◆ **Document section**:
**********

This is the time table of the general research seminar in language technology for the spring 2022. Presentations will be given primarily by doctoral students but also other researchers in language technology including external guests We will alternate between online seminars (on zoom) and in-person seminars at the University of Helsinki. The latter may be broadcasted as well to make it possible to follow on-line. Details will be announced for each individual talk. Please, register to our mailing list below.
Registration and Announcements:
Please subscribe to our e-mail list lt-research by sending a message to email@example.com with the following text in the body of your e-mail:
subscribe lt-research firstname.lastname@example.org
Tentative Schedule – Fall 2022
- September 15: Mikko Kurimo, Aalto University
- Title: Developing ASR systems and resources for low-resourced languages [video]
- Abstract: In this talk I will present Aalto’s ASR group’s latest results on the two new 3500+ hours training and evaluation data, Finnish Parliament and Lahjoita Puhetta, which we have recently prepared. We studied some of the fundamental questions in developing ASR systems, such as:
- How much training data is needed and how to collect that effectively?
- How much manually transcribed spontaneous speech and how accurate can that be?
- How to measure the ASR accuracy for all speaker groups and how much it varies?
- How much help comes from untranscribed speech and big pre-trained transformers?
- And finally, how to process speech input if no ASR is available?
- September 22:
Janine Siewert, University of Helsinki(moved to October 20)
- September 29: Aarne Talman, University of Helsinki / silo.ai
- Title: How Does Data Corruption Affect Natural Language Understanding Models? [video]
- Abstract: A central question in natural language understanding (NLU) research is whether high performance demonstrates the models’ strong reasoning capabilities. In this talk I will present an extensive series of controlled experiments where pre-trained language models are exposed to data that have undergone specific corruption transformations. The transformations involve removing instances of specific word classes and often lead to non-sensical sentences. Our results show that performance remains high for most GLUE tasks when the models are fine-tuned or tested on corrupted data, suggesting that the models leverage other cues for prediction even in non-sensical contexts. Our proposed data transformations can be used as a diagnostic tool for assessing the extent to which a specific dataset constitutes a proper testbed for evaluating models’ language understanding capabilities.

**********

◆ **Dataset excerpts**:
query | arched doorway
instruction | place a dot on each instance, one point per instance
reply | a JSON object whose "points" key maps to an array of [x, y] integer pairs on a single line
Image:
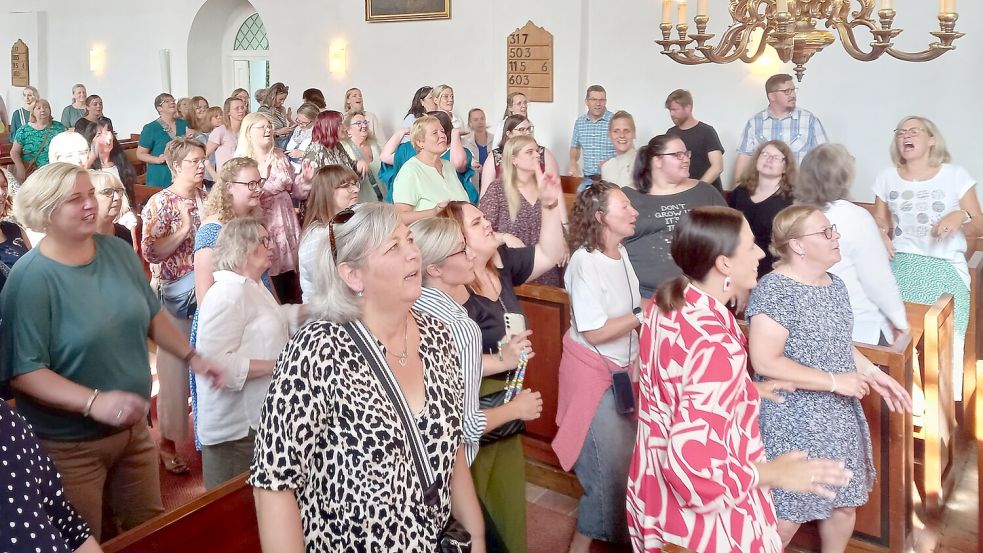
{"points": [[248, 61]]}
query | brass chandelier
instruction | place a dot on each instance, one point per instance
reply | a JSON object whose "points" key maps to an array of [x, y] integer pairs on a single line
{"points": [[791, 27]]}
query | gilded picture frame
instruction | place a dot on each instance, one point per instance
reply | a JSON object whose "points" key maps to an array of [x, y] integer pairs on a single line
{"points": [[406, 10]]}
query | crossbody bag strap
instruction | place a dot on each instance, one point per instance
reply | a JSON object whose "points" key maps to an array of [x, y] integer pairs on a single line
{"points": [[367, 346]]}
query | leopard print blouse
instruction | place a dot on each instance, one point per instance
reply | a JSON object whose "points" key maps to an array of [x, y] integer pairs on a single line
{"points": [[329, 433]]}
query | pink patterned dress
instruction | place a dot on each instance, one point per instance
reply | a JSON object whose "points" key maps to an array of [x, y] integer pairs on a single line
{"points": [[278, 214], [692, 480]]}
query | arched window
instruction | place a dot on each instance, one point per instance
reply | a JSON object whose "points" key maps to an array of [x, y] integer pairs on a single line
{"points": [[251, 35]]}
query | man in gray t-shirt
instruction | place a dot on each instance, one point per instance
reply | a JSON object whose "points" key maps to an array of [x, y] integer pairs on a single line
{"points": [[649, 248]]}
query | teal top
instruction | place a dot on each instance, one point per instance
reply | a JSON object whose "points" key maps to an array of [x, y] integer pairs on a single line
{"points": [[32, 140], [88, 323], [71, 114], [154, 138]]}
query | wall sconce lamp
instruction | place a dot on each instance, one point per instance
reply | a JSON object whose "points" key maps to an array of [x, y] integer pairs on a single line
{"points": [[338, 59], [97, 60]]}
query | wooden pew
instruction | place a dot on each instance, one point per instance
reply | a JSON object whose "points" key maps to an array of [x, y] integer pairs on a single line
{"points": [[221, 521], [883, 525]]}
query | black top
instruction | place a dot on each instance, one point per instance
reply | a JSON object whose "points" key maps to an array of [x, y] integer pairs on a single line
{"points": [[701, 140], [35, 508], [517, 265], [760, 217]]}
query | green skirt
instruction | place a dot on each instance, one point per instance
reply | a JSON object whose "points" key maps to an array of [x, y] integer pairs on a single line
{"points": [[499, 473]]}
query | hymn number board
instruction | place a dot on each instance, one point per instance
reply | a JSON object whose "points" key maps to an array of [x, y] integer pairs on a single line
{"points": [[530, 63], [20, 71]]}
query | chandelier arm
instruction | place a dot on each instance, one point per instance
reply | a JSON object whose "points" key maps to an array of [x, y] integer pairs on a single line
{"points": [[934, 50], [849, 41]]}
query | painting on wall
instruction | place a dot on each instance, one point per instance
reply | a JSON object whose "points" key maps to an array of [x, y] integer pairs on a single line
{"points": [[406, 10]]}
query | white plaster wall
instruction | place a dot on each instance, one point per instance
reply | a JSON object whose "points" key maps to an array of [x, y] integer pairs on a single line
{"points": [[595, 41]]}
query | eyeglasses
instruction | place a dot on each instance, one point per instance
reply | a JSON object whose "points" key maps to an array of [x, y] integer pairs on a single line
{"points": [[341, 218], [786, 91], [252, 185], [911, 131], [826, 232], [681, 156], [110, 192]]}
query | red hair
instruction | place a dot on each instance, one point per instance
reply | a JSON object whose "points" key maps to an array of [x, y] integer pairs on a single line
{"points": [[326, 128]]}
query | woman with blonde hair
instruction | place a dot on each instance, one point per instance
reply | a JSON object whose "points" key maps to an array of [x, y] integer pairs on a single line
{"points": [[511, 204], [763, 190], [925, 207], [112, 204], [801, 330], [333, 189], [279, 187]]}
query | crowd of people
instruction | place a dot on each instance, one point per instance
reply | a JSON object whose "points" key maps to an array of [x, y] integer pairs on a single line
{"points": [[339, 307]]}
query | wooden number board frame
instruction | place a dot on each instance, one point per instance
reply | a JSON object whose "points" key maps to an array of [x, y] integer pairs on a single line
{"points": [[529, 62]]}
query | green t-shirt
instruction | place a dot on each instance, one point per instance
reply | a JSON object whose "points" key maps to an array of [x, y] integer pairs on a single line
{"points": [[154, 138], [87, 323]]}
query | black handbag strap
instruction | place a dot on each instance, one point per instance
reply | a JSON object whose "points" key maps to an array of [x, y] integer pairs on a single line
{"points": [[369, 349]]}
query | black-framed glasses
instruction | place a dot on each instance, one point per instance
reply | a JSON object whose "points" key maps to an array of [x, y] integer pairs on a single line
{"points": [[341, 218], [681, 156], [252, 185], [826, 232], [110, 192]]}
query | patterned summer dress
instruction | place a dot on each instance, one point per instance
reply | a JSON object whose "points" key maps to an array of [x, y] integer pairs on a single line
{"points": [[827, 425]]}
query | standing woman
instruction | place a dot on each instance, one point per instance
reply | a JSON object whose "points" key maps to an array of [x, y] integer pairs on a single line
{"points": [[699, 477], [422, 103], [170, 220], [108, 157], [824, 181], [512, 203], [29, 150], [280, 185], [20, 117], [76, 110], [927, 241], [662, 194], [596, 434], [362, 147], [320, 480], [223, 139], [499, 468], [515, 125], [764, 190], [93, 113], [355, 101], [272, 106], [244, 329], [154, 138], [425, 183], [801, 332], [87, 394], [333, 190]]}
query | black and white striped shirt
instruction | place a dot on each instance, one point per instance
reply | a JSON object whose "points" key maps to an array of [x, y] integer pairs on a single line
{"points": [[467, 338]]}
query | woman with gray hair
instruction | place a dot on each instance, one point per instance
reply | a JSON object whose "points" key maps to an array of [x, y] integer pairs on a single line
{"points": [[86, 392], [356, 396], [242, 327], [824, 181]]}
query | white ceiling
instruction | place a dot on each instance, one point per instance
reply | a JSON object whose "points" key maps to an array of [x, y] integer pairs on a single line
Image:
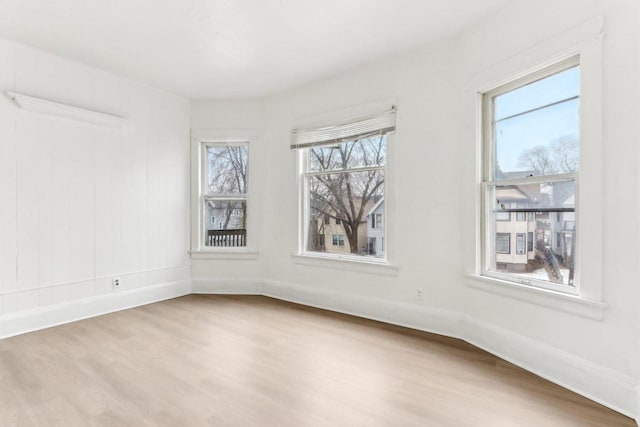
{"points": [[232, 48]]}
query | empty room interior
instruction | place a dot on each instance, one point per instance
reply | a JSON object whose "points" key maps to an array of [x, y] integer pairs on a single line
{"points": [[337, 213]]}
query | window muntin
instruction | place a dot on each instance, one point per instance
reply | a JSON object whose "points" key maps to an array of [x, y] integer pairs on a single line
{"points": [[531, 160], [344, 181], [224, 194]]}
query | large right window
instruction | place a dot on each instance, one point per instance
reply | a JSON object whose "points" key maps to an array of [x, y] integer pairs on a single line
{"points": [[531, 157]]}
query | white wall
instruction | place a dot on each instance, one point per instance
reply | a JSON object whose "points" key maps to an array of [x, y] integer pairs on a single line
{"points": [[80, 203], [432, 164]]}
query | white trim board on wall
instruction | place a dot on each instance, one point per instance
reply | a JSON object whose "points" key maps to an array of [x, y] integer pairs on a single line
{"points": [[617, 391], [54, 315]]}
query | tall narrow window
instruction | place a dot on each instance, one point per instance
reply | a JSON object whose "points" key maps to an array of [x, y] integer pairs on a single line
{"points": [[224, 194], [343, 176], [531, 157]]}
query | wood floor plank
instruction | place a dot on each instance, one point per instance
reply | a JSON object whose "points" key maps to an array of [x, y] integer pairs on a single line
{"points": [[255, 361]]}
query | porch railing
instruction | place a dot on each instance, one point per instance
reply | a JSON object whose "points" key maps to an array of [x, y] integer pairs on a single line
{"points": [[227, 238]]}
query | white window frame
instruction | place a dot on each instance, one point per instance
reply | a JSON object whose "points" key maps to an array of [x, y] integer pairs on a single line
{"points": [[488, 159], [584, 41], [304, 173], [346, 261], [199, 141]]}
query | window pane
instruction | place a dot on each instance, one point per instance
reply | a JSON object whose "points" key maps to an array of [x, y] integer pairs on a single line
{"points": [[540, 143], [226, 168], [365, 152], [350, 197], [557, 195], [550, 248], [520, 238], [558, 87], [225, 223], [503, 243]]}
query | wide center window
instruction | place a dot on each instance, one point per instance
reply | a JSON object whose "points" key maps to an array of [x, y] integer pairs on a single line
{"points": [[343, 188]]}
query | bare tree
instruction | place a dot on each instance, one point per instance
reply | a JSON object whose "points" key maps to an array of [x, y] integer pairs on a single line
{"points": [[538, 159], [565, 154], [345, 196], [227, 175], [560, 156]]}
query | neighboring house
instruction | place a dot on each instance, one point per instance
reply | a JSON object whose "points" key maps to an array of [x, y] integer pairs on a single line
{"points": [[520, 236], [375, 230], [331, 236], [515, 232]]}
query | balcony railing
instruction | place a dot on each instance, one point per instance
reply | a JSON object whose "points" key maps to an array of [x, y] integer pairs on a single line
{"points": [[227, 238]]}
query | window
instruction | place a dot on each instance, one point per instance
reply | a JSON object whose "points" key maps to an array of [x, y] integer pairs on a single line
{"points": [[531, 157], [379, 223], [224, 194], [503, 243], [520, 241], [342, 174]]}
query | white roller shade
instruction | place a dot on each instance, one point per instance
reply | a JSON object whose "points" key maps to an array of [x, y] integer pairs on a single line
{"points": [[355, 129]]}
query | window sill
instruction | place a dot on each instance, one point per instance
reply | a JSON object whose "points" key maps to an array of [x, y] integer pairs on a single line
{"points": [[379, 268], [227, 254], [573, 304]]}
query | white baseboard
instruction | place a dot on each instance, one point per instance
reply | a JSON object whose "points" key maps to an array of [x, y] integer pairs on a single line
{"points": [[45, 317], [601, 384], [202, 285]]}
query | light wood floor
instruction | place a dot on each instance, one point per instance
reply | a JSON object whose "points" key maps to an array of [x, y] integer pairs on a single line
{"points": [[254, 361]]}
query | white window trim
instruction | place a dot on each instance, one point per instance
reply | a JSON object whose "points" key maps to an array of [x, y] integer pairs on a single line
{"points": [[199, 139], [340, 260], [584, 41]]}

**********

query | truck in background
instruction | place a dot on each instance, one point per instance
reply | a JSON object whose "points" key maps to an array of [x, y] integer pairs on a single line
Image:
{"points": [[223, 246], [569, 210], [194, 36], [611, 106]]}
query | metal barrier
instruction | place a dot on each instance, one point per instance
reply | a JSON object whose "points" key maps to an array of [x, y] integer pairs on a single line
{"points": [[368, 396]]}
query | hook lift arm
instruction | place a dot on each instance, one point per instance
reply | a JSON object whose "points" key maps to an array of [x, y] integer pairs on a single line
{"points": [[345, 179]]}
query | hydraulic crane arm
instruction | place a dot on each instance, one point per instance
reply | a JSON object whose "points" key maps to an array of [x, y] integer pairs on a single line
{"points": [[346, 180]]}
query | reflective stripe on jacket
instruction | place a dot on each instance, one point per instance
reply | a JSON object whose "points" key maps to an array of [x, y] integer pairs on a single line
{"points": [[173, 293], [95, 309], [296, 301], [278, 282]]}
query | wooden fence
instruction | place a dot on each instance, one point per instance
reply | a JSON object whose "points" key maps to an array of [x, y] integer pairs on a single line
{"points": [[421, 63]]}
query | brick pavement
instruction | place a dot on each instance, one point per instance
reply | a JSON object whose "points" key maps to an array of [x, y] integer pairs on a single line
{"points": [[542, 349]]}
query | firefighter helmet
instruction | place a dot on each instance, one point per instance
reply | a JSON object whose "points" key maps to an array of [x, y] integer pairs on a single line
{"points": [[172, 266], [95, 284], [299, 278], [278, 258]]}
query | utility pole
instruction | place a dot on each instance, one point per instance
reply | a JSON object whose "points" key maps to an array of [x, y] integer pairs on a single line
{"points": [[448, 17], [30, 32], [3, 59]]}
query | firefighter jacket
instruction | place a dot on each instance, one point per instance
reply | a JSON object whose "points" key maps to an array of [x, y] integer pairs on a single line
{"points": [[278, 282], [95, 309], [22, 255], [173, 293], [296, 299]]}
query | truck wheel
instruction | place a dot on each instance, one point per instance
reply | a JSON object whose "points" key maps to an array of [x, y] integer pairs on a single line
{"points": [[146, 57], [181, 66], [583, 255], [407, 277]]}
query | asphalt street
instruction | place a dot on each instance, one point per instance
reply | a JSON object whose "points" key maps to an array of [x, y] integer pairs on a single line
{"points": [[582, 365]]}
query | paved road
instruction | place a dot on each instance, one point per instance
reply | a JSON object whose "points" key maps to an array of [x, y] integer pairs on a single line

**********

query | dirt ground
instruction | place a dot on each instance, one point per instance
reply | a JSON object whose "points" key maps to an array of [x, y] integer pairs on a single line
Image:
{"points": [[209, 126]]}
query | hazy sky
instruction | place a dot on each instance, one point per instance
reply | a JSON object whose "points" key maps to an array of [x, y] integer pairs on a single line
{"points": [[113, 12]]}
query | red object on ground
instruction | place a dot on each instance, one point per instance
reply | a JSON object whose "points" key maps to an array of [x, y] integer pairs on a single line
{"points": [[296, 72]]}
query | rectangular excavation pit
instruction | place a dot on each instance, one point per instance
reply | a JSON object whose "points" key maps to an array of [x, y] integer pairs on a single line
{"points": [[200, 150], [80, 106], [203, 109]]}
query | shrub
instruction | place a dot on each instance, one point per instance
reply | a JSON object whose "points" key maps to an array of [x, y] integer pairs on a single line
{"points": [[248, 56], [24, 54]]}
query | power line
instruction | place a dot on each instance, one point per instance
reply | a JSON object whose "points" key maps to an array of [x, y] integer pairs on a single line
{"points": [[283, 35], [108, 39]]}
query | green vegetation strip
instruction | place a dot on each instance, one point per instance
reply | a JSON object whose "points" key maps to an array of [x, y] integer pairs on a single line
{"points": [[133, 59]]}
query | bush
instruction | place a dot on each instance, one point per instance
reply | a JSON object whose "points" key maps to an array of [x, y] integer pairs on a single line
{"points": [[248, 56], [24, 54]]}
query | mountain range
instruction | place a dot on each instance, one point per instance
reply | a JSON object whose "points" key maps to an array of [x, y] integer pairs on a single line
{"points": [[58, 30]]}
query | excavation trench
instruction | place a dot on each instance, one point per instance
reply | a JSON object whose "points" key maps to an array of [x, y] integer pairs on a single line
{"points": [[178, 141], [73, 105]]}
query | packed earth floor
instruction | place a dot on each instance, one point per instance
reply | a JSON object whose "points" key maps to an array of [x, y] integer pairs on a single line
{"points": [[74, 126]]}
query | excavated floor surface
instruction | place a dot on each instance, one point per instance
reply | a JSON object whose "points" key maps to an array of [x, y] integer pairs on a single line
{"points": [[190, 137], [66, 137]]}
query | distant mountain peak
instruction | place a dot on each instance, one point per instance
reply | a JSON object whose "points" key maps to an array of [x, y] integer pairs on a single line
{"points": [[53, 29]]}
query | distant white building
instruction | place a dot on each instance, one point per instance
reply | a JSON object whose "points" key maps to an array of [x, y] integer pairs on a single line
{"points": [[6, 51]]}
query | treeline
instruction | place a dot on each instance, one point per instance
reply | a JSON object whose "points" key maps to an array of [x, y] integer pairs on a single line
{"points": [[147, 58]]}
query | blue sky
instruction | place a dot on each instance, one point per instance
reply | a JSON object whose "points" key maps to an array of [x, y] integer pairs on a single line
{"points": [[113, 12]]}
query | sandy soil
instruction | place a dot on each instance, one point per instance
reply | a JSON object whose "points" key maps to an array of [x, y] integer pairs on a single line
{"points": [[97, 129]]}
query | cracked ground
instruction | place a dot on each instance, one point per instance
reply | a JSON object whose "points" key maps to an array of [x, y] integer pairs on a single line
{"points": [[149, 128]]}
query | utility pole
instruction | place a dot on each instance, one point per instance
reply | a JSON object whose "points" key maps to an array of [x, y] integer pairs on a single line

**********

◆ **Activity A**: Reproduce the seminar schedule word for word from "This is the" to "mailing list below.".
◆ **Activity B**: Pick up the seminar schedule after its last sentence and keep writing it.
The rows stand apart from the seminar schedule and are separate material.

◆ **Response area A**:
This is the time table of the general research seminar in language technology for the spring 2022. Presentations will be given primarily by doctoral students but also other researchers in language technology including external guests We will alternate between online seminars (on zoom) and in-person seminars at the University of Helsinki. The latter may be broadcasted as well to make it possible to follow on-line. Details will be announced for each individual talk. Please, register to our mailing list below.

◆ **Response area B**:
- October 6: Mark Ellison, University of Cologne
- Title: NLP and Human Processing: prominence, referring expressions and metaphors [video]
- Abstract: Human language has adapted to our associative memory and our pragmatic reasoning. In this talk, I discuss some of these adaptations, and their implications for the machine processing of language, and in particular, referring-expression form. When do we refer to something with a name, a descriptive noun phrase, a pronoun or (in languages where this is possible) zero? I will discuss the extent to which there is a “right” form for a context, and ways in which we can evaluate machine-generated form choices. While the discourse prominence of a referent drives much of this selection, semantic factors – such as metaphoricity – may also limit the referring expressions appropriate for a given context.
- Dr. Mark Ellison is a postdoctoral fellow at the DFG Collaborative Research Centre on Prominence in Language, University of Cologne, Germany.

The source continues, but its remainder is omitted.